[Entries taken from a collection]
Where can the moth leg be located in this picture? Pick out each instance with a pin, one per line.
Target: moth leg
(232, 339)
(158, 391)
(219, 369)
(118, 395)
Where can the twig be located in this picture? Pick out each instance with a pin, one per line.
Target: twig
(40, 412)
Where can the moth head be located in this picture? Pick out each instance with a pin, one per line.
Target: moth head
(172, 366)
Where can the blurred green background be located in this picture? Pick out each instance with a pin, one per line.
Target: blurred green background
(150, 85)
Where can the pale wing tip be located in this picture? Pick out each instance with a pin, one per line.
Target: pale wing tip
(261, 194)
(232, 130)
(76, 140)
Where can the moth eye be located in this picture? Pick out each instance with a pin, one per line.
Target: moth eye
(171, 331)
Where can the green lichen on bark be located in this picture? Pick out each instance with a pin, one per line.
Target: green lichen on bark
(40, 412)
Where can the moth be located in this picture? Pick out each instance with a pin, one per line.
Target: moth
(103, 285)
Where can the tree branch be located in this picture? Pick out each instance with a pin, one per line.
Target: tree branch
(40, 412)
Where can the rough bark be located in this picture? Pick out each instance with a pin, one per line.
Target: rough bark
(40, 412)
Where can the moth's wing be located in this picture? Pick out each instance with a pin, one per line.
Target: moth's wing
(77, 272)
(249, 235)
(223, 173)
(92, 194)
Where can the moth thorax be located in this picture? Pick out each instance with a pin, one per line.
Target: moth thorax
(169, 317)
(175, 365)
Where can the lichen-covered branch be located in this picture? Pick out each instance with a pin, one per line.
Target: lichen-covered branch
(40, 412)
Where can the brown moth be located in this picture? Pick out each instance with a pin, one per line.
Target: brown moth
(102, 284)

> _Work order_
Each line above is to be copied exactly as written.

> _Reply to the exercise_
Where can the moth leg be located in this picture? Pick out each instance with a pin, one per line.
Target: moth leg
(232, 339)
(158, 391)
(219, 369)
(118, 395)
Where can the twig be located in this picture? Pick out each instance with a pin, one per line.
Target: twig
(40, 412)
Where can the moth head be located in this picture? Pick out each instance with a pin, one per line.
Target: moth head
(172, 366)
Where can the blurred green background be located in this picture? Pick out each instance with a pin, one per line.
Target: blurred green background
(150, 85)
Where can the pale wing tip be located in this picture? Pick out each instance with a pin, one per line.
Target: pale wing tip
(261, 194)
(232, 130)
(76, 140)
Where can the moth eye be located in this picture? Pick out each instance with a pin, one per line.
Target: moth eye
(171, 331)
Where can the green lichen on bark be located in this picture? Pick out each instance with a pin, one per line.
Target: green lichen on bark
(40, 412)
Where can the moth be located in this picture? Pick out each instance with a pin, one per line.
Target: moth
(103, 285)
Where can the tree branch be located in this picture? Pick out each instance with a pin, one per line.
Target: tree branch
(40, 412)
Where can the rough bark be located in this picture? Pick out each instance with a pin, one per line.
Target: rough bark
(40, 412)
Where can the moth's wing be located in this picture? Pick out each instance with a pin, one per line.
Target: moth's wing
(77, 272)
(249, 235)
(223, 173)
(92, 194)
Where can the moth thorax be located in this picture? Pick out each instance with a pin, one per line.
Target: moth thorax
(169, 317)
(175, 365)
Where can the lichen-covered branch be located in this picture? Pick out each instance with a pin, one per line.
Target: lichen-covered branch
(40, 412)
Where can the brown moth be located in this picture? Pick out each instance with a pin, one per line.
Target: brown moth
(102, 284)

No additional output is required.